[Source data]
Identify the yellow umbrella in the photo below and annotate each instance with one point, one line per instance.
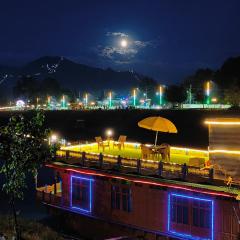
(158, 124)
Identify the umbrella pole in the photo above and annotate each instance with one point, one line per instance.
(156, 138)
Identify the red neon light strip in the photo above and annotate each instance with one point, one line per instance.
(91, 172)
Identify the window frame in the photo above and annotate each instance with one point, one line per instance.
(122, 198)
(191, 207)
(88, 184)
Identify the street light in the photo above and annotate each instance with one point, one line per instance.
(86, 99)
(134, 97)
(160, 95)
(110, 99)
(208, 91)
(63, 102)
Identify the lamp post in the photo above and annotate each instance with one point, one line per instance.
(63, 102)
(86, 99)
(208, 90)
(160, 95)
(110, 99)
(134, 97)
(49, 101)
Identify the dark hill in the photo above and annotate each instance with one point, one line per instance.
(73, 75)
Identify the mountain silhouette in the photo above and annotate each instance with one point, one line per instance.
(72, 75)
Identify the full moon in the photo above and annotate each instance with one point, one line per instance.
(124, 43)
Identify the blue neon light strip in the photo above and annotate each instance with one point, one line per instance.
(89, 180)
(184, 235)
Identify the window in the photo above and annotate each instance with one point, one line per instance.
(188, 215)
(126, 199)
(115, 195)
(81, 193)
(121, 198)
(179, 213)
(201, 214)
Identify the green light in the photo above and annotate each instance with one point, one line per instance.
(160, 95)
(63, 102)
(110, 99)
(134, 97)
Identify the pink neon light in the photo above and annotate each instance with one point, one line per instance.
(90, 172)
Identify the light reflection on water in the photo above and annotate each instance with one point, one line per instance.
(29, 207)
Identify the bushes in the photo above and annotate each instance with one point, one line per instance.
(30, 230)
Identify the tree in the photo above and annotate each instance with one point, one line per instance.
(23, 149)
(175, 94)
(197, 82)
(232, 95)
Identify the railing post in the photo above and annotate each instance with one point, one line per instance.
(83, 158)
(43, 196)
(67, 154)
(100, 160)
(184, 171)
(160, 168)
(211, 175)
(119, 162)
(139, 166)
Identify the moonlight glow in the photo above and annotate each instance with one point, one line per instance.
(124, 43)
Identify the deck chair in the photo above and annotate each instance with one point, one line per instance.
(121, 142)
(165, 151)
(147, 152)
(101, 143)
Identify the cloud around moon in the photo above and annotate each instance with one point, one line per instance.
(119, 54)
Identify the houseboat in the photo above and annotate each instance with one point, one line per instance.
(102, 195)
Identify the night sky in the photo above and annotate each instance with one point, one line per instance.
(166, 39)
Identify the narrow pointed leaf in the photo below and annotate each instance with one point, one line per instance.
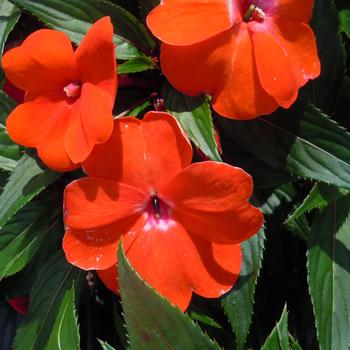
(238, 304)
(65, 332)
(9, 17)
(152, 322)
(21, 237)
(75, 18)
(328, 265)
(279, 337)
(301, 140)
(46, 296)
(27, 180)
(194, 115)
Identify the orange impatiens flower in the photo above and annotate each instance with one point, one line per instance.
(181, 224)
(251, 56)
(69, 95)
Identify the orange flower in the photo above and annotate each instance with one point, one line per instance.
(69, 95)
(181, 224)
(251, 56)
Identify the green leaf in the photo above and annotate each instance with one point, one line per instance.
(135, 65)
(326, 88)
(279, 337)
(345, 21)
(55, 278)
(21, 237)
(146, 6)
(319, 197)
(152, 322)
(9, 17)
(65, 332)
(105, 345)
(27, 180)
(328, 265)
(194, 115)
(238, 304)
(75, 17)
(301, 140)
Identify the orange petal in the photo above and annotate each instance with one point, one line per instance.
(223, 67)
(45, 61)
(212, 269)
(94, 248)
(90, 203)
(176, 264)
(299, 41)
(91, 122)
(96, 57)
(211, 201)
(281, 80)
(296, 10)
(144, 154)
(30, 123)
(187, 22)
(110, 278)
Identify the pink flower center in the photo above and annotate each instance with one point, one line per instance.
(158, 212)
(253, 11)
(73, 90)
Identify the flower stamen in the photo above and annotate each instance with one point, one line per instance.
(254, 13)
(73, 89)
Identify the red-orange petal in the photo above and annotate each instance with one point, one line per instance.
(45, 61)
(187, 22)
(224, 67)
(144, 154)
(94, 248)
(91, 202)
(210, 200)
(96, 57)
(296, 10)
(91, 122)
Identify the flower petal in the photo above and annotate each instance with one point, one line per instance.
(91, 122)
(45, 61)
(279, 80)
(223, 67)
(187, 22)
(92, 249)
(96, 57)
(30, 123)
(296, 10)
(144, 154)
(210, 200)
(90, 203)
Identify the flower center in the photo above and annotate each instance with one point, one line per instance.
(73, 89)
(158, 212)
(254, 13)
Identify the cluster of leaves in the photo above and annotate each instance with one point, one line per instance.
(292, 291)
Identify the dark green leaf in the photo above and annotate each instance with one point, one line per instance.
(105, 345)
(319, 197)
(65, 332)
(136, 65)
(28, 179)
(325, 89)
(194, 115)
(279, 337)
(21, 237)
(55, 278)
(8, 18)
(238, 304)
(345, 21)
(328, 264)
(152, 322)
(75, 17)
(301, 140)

# WORK TASK
Line by line, write out the data above exactly, without the pictures.

# EXERCISE RESPONSE
Identify the yellow umbrella in the photo below and annotate each instance with one point, one line per instance.
(158, 124)
Identify the umbrella pole in the photo above and annotate each instance with one point, one line per instance.
(156, 138)
Identify the red neon light strip in the photo above and annotate each instance with one point, one line per instance.
(91, 172)
Identify the window frame in the photo above and annotate each instance with one point, one line per instance.
(122, 198)
(191, 207)
(88, 184)
Identify the street light in the photo above and annotate each instance with one point, one line per instance.
(86, 99)
(134, 97)
(160, 95)
(110, 99)
(208, 91)
(63, 102)
Identify the lamp post in the photo above and annotate each instance with one point, one line per instance.
(63, 102)
(86, 99)
(208, 90)
(160, 95)
(110, 99)
(134, 97)
(49, 101)
Identify the dark hill in the photo above and annotate each instance with one point, one line per instance.
(73, 75)
Identify the mountain silhouette in the photo above and annotate each instance with one point, one line per instance.
(72, 75)
Identify the full moon in the photo above and annotate each instance with one point, one line per instance.
(124, 43)
Identify the blue neon light strip in the photo above and annotate each instance with one point, one line per instance.
(89, 180)
(184, 235)
Identify the window in the photo above and annotate each instance with one point, one line per instance.
(188, 215)
(126, 199)
(115, 195)
(81, 193)
(121, 198)
(179, 213)
(201, 214)
Identify the green light in the photo above and annotate each instance with one point, one line per instance.
(160, 95)
(63, 102)
(110, 99)
(134, 97)
Identify the pink neon light in the photo above and annotate each instance with one point, one line per instance.
(90, 172)
Identify the light reflection on water in the photo above and annotate each instance with one point, one line per instance.
(29, 207)
Identify the bushes in the photo above and annotate each instance with one point, one line per instance.
(30, 230)
Identify the tree in the photo above and annotate each instance with one point, one line per instance.
(23, 149)
(175, 94)
(197, 82)
(232, 95)
Identify the railing post in the photo above and annotate each instance with one point, one line per instance.
(83, 158)
(43, 196)
(67, 154)
(100, 160)
(184, 171)
(160, 168)
(211, 175)
(119, 162)
(139, 166)
Identify the moonlight glow in the photo above and annotate each instance with one point, one line per instance.
(124, 43)
Identify the deck chair in the photo above and annotate each instance with one point, one line per instance.
(121, 142)
(165, 151)
(147, 152)
(101, 143)
Identify the cloud around moon in the photo above and annotate each instance with one point, one line per instance.
(119, 54)
Identify the houseboat in the photo above and annotate each instance with one point, one line per instance.
(102, 195)
Identify the night sky in the photo above and annotate each instance with one point, one line per instance.
(166, 39)
Identify the narrow pointed leaf in the photo below and annotate each instance with one point, one line per instance.
(238, 304)
(65, 332)
(9, 17)
(152, 322)
(21, 237)
(75, 18)
(328, 265)
(279, 337)
(301, 140)
(46, 296)
(27, 180)
(194, 115)
Identify the orange impatiens flower in the photo above and annotate each instance with one point, one line per instance.
(181, 224)
(251, 56)
(69, 95)
Identify the orange flower in the photo above and annotate each instance with one point, one line per instance.
(69, 95)
(181, 224)
(251, 56)
Identify the green leaf in the photo above and annotate each instance with one point, one line per instance.
(135, 65)
(326, 88)
(279, 337)
(345, 21)
(55, 278)
(21, 237)
(146, 6)
(319, 197)
(152, 322)
(9, 17)
(65, 332)
(105, 345)
(27, 180)
(328, 265)
(194, 115)
(238, 304)
(75, 17)
(301, 140)
Identify the orange petal in the photo above and annotate each instance with one point, one line per instance.
(223, 67)
(45, 61)
(212, 269)
(94, 248)
(90, 203)
(176, 264)
(299, 41)
(91, 122)
(96, 57)
(211, 201)
(281, 80)
(296, 10)
(144, 154)
(30, 123)
(187, 22)
(110, 278)
Identify the pink flower center in the photo above and annotate each instance with one point, one line per instance.
(158, 212)
(253, 11)
(73, 90)
Identify the flower stamen in the photo above and annotate each instance with one point, one line per instance.
(254, 13)
(73, 89)
Identify the red-orange petal in the photo above and annotate each instance with one point, one line per instance.
(45, 61)
(187, 22)
(224, 67)
(144, 154)
(94, 248)
(91, 202)
(210, 200)
(96, 57)
(296, 10)
(91, 122)
Identify the flower petal in the photo above and annotate each instance with one point, one line per instance.
(91, 122)
(45, 61)
(279, 80)
(223, 67)
(187, 22)
(92, 249)
(96, 57)
(30, 123)
(296, 10)
(144, 154)
(210, 200)
(90, 203)
Identify the flower center in the photo above and annotate each instance with one point, one line per instance.
(73, 89)
(158, 212)
(254, 13)
Identify the cluster of leaves in the photo above and annotate each instance with one point, one line per instance.
(292, 291)
Identify the dark green leaf in the photo above and annotate each instance with one point, one line per instance.
(105, 345)
(319, 197)
(65, 332)
(136, 65)
(28, 179)
(325, 89)
(194, 115)
(279, 337)
(21, 237)
(55, 278)
(8, 18)
(238, 304)
(345, 21)
(328, 264)
(152, 322)
(75, 17)
(301, 140)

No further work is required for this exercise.